Assignment — Please extend the essay below on how uncertainty makes people dig in and defend their ideas, starting right after its final sentence.

Text passage —
100 Things You Should Know About People: #46: The more uncertain you are, the more you dig in and defend your ideas

Picture of mac vs. pc adI’m one of these staunch Apple converts. For as long as there were PCs, I used to be a Windows/PC person. (Realize that I go all the way back to when PCs first came out. I used to sell a marvelous “portable” PC that ran on CPM operating system and had TWO (count ’em) TWO 360 KB (yes, I said KB) “floppy” disk drives (in other words NO hard drive.)) I was a PC person, NOT an Apple person. Apples were for teachers and then later, for artsy people. That was not me.

Fast forward to today and I will be talking on my iPhone, charging my Nano for my afternoon exercise, and transferring a movie to my ipad from my MacBook Pro. What the heck happened here?! — (that’s another story altogether).

Don’t show me the Android phone — So you might be able to guess what happened when I went to dinner with a colleague who was showing me his Android phone. He loves his new Android phone and wanted to show me all the great ways it was as good as, or better than, my iPhone. I was totally uninterested in hearing about it. I didn’t even want to look at it. Basically, I didn’t want to allow into my brain any information that would conflict with my opinion that anything besides an iPhone was even a possibility. I was showing classical symptoms of cognitive dissonance denial.

Data supplied —

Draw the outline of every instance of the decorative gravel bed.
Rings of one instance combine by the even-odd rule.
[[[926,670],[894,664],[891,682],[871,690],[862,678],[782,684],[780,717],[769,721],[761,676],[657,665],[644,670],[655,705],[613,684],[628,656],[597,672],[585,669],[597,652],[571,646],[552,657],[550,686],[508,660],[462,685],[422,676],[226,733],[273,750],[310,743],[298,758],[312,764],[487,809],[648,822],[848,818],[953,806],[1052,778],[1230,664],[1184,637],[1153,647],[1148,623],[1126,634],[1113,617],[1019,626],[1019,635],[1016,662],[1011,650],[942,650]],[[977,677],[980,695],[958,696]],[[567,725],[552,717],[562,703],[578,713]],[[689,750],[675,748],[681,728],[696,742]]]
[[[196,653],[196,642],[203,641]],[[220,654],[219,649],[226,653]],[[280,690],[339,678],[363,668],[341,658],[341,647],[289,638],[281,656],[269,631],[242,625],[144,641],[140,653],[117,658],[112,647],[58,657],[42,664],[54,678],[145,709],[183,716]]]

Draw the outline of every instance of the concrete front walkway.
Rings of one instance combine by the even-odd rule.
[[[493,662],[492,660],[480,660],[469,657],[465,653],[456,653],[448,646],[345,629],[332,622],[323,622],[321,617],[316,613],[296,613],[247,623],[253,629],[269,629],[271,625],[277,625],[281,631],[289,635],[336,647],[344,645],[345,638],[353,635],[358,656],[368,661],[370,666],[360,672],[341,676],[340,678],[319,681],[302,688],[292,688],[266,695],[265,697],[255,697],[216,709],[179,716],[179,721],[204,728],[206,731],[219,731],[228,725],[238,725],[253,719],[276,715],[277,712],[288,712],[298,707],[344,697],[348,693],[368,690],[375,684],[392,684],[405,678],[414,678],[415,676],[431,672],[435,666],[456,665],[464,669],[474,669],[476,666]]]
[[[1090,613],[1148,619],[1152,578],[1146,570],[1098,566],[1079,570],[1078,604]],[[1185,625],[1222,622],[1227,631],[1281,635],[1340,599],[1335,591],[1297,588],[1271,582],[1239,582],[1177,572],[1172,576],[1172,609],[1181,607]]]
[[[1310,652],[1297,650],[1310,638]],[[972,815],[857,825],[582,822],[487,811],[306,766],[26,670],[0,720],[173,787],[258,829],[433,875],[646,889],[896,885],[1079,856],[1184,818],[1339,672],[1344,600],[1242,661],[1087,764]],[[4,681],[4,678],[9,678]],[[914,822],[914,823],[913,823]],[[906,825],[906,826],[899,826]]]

Response to this exercise —
Alter your beliefs or deny the information? — In 1956 Leon Festinger wrote a book called When Prophecy Fails. In it he describes the idea of cognitive dissonance. Cognitive dissonance is the uncomfortable feeling we get when we have 2 ideas that conflict with each other. We don’t like the feeling, and we will therefore try to get rid of the dissonance. There are two main ways we can do that: change our belief, or deny one of the ideas.

When forced you’ll change your belief — In the original research on cognitive dissonance, people were forced to defend an opinion that they did not believe in. The result was actually that people tended to change their belief to fit the new idea.

Watching cognitive dissonance via an fMRI scan — In new research by Van Veen, researchers had people “argue” that the fMRI scan experience was pleasant (it’s not). When “forced” to make statements that the experience was pleasant, certain parts of the brain would light up (the dorsal anterior cingulate cortex and the anterior insular cortex.) The more these regions were activated, the more the participant would claim that they really did think the fMRI was pleasant.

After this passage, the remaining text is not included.